### Instructions to follow
Work out how many lines in the records include the word "blue", then answer with nothing but that number.
--- --- ---
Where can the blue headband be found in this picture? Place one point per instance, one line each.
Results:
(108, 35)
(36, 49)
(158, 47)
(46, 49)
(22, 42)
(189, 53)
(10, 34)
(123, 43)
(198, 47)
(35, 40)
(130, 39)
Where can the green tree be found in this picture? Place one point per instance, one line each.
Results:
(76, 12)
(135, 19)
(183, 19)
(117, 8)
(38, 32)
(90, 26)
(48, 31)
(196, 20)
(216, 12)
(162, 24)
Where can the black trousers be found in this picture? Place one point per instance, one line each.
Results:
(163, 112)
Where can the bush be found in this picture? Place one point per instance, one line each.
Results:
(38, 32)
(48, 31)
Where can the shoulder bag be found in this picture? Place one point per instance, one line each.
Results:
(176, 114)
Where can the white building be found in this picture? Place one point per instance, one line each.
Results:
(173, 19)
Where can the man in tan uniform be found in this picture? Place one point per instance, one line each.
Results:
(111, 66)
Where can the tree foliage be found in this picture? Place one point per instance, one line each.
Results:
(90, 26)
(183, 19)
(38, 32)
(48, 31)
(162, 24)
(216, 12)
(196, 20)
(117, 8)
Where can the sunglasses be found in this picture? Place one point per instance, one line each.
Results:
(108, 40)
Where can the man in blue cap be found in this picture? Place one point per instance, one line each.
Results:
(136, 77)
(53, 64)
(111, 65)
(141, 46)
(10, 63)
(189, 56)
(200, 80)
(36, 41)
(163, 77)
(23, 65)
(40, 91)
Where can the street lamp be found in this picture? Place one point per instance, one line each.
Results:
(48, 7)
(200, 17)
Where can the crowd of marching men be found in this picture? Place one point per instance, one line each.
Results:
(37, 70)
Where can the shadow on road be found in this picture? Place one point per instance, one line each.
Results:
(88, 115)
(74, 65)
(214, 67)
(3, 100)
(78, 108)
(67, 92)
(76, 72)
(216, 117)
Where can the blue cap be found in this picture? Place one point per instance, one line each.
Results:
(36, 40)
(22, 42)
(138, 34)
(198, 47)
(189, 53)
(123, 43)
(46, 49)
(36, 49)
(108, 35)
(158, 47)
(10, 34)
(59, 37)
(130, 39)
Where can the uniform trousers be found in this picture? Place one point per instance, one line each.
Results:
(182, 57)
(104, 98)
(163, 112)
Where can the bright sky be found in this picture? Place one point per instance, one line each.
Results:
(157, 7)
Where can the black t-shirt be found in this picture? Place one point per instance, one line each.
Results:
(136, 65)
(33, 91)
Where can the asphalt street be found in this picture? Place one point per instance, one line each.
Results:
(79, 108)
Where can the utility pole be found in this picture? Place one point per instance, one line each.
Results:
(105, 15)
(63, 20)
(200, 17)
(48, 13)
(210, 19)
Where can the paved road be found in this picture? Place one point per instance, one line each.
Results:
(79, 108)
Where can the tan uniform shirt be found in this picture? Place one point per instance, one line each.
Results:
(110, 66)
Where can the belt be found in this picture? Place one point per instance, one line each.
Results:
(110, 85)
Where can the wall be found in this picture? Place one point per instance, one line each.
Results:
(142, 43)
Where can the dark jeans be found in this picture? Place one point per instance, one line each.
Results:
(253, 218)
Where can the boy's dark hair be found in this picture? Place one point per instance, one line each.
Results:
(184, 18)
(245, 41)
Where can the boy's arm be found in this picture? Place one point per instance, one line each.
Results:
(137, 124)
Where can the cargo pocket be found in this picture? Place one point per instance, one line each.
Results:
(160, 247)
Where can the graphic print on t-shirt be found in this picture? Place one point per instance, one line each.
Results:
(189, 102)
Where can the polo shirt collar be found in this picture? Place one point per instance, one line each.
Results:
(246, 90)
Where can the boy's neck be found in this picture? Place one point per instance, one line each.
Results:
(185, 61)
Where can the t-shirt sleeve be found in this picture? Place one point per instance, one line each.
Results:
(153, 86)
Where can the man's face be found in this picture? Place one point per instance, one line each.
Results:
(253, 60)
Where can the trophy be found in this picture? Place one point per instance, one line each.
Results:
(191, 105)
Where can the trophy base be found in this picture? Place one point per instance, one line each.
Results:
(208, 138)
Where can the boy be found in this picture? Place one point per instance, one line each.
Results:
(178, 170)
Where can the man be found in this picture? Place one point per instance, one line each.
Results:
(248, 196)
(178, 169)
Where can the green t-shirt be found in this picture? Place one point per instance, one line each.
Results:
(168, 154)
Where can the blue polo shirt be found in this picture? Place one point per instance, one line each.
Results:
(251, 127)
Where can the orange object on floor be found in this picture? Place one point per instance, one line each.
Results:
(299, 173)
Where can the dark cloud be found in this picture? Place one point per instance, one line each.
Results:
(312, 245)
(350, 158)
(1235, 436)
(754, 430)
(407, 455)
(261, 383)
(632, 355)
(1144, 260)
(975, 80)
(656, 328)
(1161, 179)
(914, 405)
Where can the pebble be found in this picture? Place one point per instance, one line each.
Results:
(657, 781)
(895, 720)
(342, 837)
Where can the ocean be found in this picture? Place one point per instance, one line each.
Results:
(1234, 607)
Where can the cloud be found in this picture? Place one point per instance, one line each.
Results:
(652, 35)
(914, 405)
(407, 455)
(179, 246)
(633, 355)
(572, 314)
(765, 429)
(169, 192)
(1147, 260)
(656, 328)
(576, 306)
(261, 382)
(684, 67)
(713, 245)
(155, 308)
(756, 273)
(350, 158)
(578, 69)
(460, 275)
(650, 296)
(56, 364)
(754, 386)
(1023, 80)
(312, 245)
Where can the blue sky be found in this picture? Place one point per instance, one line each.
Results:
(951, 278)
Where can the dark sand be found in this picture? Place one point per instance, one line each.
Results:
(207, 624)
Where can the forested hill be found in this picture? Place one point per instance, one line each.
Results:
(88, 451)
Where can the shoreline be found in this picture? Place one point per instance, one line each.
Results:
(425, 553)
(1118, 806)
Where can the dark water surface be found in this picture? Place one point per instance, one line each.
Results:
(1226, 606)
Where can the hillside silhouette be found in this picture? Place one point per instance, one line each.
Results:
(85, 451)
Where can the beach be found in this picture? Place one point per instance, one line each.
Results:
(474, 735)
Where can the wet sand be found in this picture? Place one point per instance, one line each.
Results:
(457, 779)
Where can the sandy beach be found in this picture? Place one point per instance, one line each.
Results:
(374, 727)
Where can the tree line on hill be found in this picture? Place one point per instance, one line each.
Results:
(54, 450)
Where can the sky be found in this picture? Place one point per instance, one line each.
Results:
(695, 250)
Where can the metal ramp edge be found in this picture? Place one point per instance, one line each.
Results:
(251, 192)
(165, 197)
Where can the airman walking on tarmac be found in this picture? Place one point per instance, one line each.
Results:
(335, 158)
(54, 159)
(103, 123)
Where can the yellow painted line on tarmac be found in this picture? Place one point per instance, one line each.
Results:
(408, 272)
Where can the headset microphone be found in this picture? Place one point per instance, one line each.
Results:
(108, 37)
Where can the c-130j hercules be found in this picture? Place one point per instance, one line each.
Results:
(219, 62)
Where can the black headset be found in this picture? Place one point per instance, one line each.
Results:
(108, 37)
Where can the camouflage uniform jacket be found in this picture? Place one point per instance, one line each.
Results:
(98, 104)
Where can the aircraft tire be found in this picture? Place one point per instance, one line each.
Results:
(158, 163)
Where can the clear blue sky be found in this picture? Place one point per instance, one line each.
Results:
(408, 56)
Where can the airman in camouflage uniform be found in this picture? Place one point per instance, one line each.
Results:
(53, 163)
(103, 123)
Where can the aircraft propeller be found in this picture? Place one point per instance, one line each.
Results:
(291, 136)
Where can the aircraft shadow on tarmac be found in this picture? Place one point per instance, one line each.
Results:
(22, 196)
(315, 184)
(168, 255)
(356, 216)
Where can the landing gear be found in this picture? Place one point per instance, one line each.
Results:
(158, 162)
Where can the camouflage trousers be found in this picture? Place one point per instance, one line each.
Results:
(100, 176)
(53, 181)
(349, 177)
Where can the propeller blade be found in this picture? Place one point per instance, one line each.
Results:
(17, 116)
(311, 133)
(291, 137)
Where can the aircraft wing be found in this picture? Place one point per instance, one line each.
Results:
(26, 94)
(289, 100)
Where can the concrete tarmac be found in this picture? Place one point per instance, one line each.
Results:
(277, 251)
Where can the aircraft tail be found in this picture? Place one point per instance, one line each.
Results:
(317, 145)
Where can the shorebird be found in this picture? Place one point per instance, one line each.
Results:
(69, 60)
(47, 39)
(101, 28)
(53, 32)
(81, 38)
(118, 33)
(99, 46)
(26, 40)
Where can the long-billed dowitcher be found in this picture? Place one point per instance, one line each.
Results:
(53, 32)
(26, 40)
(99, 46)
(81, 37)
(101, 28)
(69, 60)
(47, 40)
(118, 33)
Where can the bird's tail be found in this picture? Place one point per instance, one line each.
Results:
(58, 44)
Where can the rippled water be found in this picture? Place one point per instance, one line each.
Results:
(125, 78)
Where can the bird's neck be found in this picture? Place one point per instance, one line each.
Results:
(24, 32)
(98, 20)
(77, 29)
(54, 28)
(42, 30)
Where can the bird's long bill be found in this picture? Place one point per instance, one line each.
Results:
--- --- ---
### Response
6